== SET PROBLEM ==
Could every line of the data be printed exactly as it reads?

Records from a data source
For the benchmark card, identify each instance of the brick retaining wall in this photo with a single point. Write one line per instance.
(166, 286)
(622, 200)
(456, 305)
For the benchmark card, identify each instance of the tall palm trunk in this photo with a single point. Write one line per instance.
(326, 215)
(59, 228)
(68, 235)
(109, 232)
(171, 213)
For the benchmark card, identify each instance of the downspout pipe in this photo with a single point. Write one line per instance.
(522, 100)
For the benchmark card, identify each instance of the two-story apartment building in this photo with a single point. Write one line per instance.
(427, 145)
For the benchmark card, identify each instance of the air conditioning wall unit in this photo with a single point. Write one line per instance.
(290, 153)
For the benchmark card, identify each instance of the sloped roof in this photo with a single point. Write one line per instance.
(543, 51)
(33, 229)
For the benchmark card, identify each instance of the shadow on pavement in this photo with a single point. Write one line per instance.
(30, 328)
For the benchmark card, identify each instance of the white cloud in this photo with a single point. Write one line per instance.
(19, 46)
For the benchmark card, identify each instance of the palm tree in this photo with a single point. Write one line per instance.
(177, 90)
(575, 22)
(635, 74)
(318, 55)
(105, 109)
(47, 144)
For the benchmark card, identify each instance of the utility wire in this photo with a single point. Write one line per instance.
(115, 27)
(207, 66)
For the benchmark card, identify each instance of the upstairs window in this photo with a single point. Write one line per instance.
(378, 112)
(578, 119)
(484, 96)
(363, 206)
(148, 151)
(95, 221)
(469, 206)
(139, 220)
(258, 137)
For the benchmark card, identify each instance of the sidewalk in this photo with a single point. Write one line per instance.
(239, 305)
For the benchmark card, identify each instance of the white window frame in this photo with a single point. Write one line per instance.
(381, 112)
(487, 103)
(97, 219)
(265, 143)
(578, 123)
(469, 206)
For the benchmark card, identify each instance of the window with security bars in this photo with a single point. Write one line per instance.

== THE OUTPUT ==
For the benchmark card, identify each instance of the brick retaining wall in this photo with a single point. Write one line per instance.
(166, 286)
(622, 200)
(456, 305)
For the benchmark card, identify each instance of the tall palm trunk in this photo with a single point. Write one line per instance.
(326, 215)
(59, 228)
(68, 235)
(109, 232)
(171, 213)
For the benchmark card, identify each instance of the downspout pipe in this photo with a single point. Write one line per instance.
(522, 100)
For the benchmark card, identify each instance of the two-story apartment building in this photo with a single point. Write one line per instance.
(427, 145)
For the benchmark card, identify each instance of the air conditioning wall unit in this photo with a single point. Write one line per instance.
(290, 153)
For the benchmark card, identify each instance of the sloped roof in this photo with a single point. Write one line per instance.
(543, 51)
(33, 229)
For the benchmark card, identify each instance of the shadow on pavement in this photo with a single point. Write one line per instance.
(30, 328)
For the benchmark card, identify each instance of the white cloud in this photo with a single point. Write one line per instance.
(19, 46)
For the benchmark card, identify each instance of the palm tree in this photo with a single point. Write one line per instance.
(177, 90)
(575, 22)
(635, 74)
(318, 55)
(105, 109)
(47, 144)
For the benchmark card, identify each instance of the utility wire in this photo with a single point. Write one line per instance.
(115, 27)
(207, 66)
For the benchmark card, identify each instance of the upstairs window in this photo with a single point. Write one line per instance.
(378, 112)
(578, 119)
(484, 96)
(363, 206)
(148, 151)
(95, 221)
(469, 206)
(139, 220)
(258, 137)
For the benchmark card, identify each instance of the sidewalk in this photo with a single point. Write one line per instance.
(239, 305)
For the benchmark card, identify each instance of the white window frame in this photo with a single point. Write one line per instance.
(381, 112)
(487, 103)
(97, 219)
(265, 143)
(578, 123)
(469, 206)
For the benchmark card, identify each instance of the window with security bars in this photo with a single point. Write one line per instance.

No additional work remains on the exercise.